▶ Questions
**1)** Summarize the text on Siliwangi University in two sentences.
**2)** Copy the part of the text on Siliwangi University that opens with the words containing "Faculty of Postgraduate" and closes with "576 Universities in Indonesia.".

▶ Selected passage
== Segment start ==

Siliwangi University (Indonesian: Universitas Siliwangi, abbreviated as UNSIL) is a public university in Tasikmalaya, West Java. The name of the university is derived from a royal figure in Sunda Kingdom, King Siliwangi of Pajajaran.

History 
Before UNSIL was founded, the Educational Supervision and Administration Academy (Indonesian: Akademi Administrasi dan Supervisi Pendidikan, abbreviated as ADSUP) was established in its place in 1977. It was originally a branch of Padjajaran University’s Faculty of Social and Political Sciences that went defunct due to a government regulation at the time. By 1978, ADSUP underwent a restructuring and became UNSIL. UNSIL officially started operating as a private university in 1980 and offered courses that now become a part of the Faculty of Teaching and Education Science as well as the Faculty of Economics. In 2014, due to a presidential decree signed by Susilo Bambang Yudhoyono, UNSIL became a public university.

Academics

Faculties 
UNSIL consists of seven faculties and 23 undergraduate programs, as well as three postgraduate programs.

Faculty of Teaching and Education Science 

 Mathematics Education
 History Education
 Economics Education
 Biology Education
 Geography Education
 English Education
 Indonesian Language and Literature Education
 Physics Education
 Sports Education
 Informal Education

Faculty of Economics 

 Accounting
 Management
 Development Economics
 Finance and Banking (available as an associate’s degree)

Faculty of Engineering 

 Electrical Engineering
 Informatics Engineering
 Civil Engineering

Faculty of Agriculture 

 Agrobusiness
 Agrotechnology

Faculty of Islamic Religion 

 Sharia Economics

Faculty of Health 

 Public Health
 Nutrition

Faculty of Social and Political Science 

 Political Science

Faculty of Postgraduate Studies 

 Agrobusiness
 Management
 Demographics and Environment Education

Ranking 
According to Webometrics’ 2021 report, Siliwangi University is ranked 299th from all universities in Indonesia.

According to 4icu (uniRank) 2021 report, Siliwangi University is ranked 19th from 56th Universities in West Java, Ranked 130th from 576 Universities in Indonesia.

== Segment end ==

Point localization data:
== Segment start ==

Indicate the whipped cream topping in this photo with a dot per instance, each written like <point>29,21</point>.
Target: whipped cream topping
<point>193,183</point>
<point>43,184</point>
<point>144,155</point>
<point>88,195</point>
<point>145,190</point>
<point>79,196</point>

== Segment end ==

▶ Your responses
**1)** Siliwangi University (UNSIL) is a public university in Tasikmalaya, West Java, named after King Siliwangi of Pajajaran. It grew out of the Educational Supervision and Administration Academy, established in 1977, became UNSIL in 1978, and began operating as a private university in 1980 before becoming a public university in 2014 by presidential decree.

**2)**
Faculty of Postgraduate Studies 

 Agrobusiness
 Management
 Demographics and Environment Education

Ranking 
According to Webometrics’ 2021 report, Siliwangi University is ranked 299th from all universities in Indonesia.

According to 4icu (uniRank) 2021 report, Siliwangi University is ranked 19th from 56th Universities in West Java, Ranked 130th from 576 Universities in Indonesia.